** PROBLEMS AND TASKS **
**A)** Decide whether each statement agrees with the mousery update thread below, answering yes or no and quoting the words from the thread that settle it: (i) the two bucks from Casey came from the RodentFest swap/meet up; (ii) every mouse has now been photographed; (iii) MYM Tusk is a blue standard doe.
**B)** Return, word for word, the section of the mousery update thread below between "## bethmccallister (Mar" and "the nicer shots.", inclusive.

# Mousery Moments Updates



## bethmccallister (Mar 5, 2010)

I've been really busy with classes as most of you know but I've finally found the time for picture updates. These are some of my newest keepers from resent litters and the two buck I got from Casey at the RodentFest swap/meet up. There are tons more mice left to photograph yet. Thought I'd share some of the nicer shots.

MYM Berrylicious - Blue Standard Doe









EVLV Duncan MYM - Black Splashed Buck









EVLV Gamma Ray MYM - Piebald Black Fuzzy Buck









MYM Fonzie - PEW Fuzzy Buck









MYM Tusk - Ivory Buck









Which one is your favorite? Enjoy!


----------



## FeralWolf (Dec 28, 2010)

I'm in love with MYM Berrylicious!! She's gorgeous!


----------



## moustress (Sep 25, 2009)

That blue splashed is gorgeous!


----------



## Rhasputin (Feb 21, 2010)

Haha, my last group of fuzzies were so awkward looking. They've got a ton of potential though, I'm really excited to see my next few generations.


----------



## maisymouse (Feb 10, 2011)

The blue doe is gorgeous! I have a thing for blues but I also love ivorys! :shock:


----------



## Fantasia Mousery (Jul 16, 2011)

Aww, they are adorable :love1


----------



## Galaxy (May 25, 2011)

They all look lovely! It would be hard to choose.


----------



## Meeces89 (Jun 20, 2011)

berrylicious is gorgeous.... looks like she has little fingerless gloves on haha


----------

** SUPPLIED INFORMATION **
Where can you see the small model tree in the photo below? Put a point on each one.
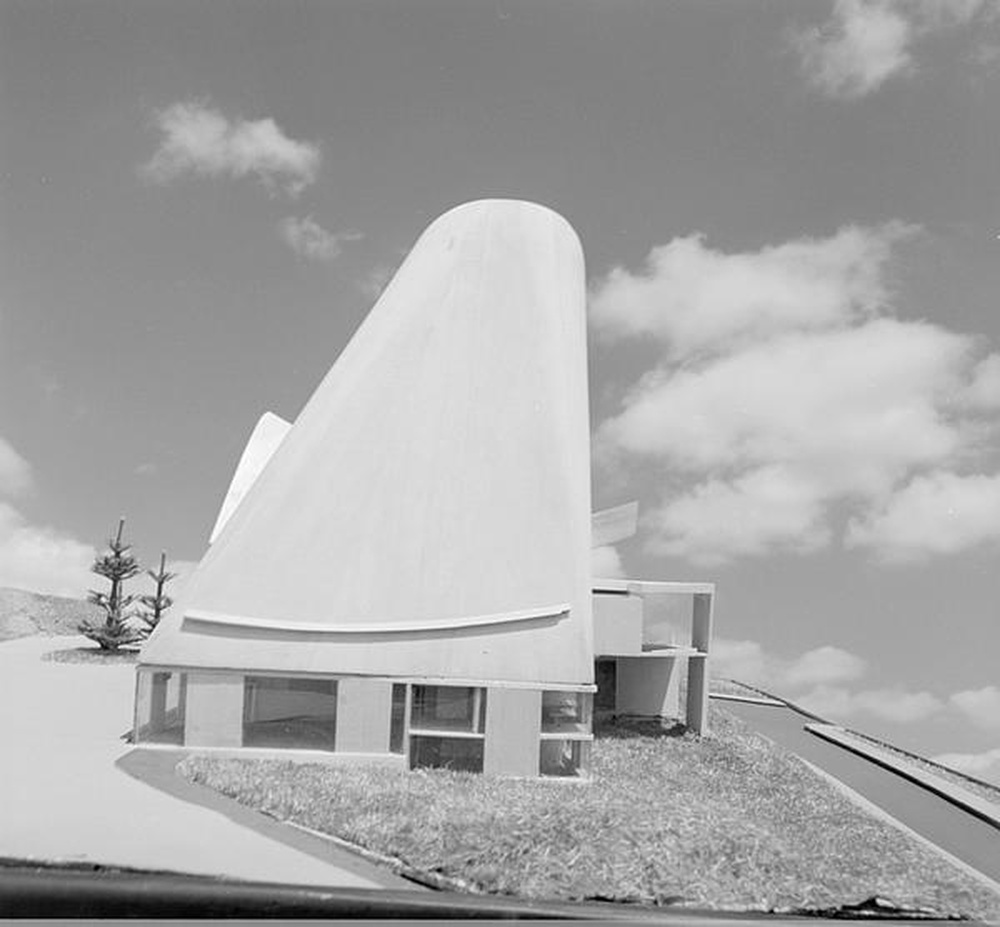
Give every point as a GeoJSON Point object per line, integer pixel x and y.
{"type": "Point", "coordinates": [116, 566]}
{"type": "Point", "coordinates": [157, 604]}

** THE ANSWERS **
**A)**
(i) Yes: "the two buck I got from Casey at the RodentFest swap/meet up"
(ii) No: "There are tons more mice left to photograph yet."
(iii) No: "MYM Tusk - Ivory Buck"

**B)**
## bethmccallister (Mar 5, 2010)

I've been really busy with classes as most of you know but I've finally found the time for picture updates. These are some of my newest keepers from resent litters and the two buck I got from Casey at the RodentFest swap/meet up. There are tons more mice left to photograph yet. Thought I'd share some of the nicer shots.